*SUPPLIED MATERIAL*:
************

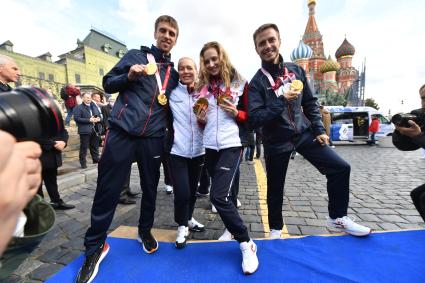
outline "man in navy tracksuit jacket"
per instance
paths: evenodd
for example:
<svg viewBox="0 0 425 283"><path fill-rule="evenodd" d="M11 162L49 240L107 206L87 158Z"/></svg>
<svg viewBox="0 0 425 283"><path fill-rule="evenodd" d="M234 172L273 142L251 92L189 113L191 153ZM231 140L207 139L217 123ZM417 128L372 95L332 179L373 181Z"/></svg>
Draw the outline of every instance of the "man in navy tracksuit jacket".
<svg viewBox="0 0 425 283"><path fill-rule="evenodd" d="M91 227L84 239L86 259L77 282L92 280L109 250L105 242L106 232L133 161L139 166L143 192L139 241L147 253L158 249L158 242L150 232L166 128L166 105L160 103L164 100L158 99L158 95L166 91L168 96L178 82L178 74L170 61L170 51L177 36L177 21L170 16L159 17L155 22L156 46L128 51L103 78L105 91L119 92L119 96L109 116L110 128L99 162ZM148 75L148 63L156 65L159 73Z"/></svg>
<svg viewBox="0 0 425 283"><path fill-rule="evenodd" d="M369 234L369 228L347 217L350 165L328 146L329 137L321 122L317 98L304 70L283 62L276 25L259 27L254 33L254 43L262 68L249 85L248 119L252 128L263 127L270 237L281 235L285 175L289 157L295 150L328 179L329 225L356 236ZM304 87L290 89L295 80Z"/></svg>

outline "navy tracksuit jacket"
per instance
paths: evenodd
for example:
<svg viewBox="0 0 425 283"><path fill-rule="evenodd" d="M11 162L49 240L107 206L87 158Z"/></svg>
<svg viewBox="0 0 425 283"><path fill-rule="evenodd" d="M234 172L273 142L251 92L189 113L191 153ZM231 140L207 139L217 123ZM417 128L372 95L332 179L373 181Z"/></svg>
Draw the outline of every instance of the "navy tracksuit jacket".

************

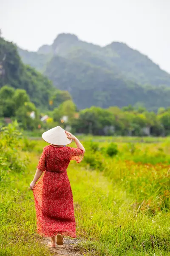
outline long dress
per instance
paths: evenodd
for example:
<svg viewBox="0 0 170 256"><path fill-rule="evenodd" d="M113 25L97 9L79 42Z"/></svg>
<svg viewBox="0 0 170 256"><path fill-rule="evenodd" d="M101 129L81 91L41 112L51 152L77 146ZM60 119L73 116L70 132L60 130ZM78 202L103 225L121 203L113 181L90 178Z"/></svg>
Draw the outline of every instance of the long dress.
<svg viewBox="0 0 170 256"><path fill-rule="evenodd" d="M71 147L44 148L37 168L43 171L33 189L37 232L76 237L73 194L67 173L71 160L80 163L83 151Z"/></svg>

************

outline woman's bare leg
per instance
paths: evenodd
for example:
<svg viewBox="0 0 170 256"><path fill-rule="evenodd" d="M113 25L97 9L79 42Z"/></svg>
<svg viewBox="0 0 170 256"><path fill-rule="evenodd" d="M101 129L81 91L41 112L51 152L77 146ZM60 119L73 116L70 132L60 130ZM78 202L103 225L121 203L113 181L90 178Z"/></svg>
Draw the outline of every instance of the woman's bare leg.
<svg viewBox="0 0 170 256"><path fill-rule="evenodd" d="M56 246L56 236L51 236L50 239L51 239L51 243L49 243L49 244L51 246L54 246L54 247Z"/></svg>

************

*PROBLEM TO SOLVE*: Reproduce the lines above without any change, from the line containing "outline woman's bare leg" down to the line containing "246L56 236L51 236L50", including both of those lines.

*CORRECT RESPONSE*:
outline woman's bare leg
per instance
paths: evenodd
for example:
<svg viewBox="0 0 170 256"><path fill-rule="evenodd" d="M113 25L97 9L79 42Z"/></svg>
<svg viewBox="0 0 170 256"><path fill-rule="evenodd" d="M101 129L81 91L41 112L51 152L77 146ZM60 119L73 116L70 132L60 130ZM78 202L103 225L121 203L113 181L90 178Z"/></svg>
Draw the outline of every instance of the woman's bare leg.
<svg viewBox="0 0 170 256"><path fill-rule="evenodd" d="M56 246L56 236L51 236L50 239L51 239L51 243L49 243L49 244L51 246L54 246L54 247Z"/></svg>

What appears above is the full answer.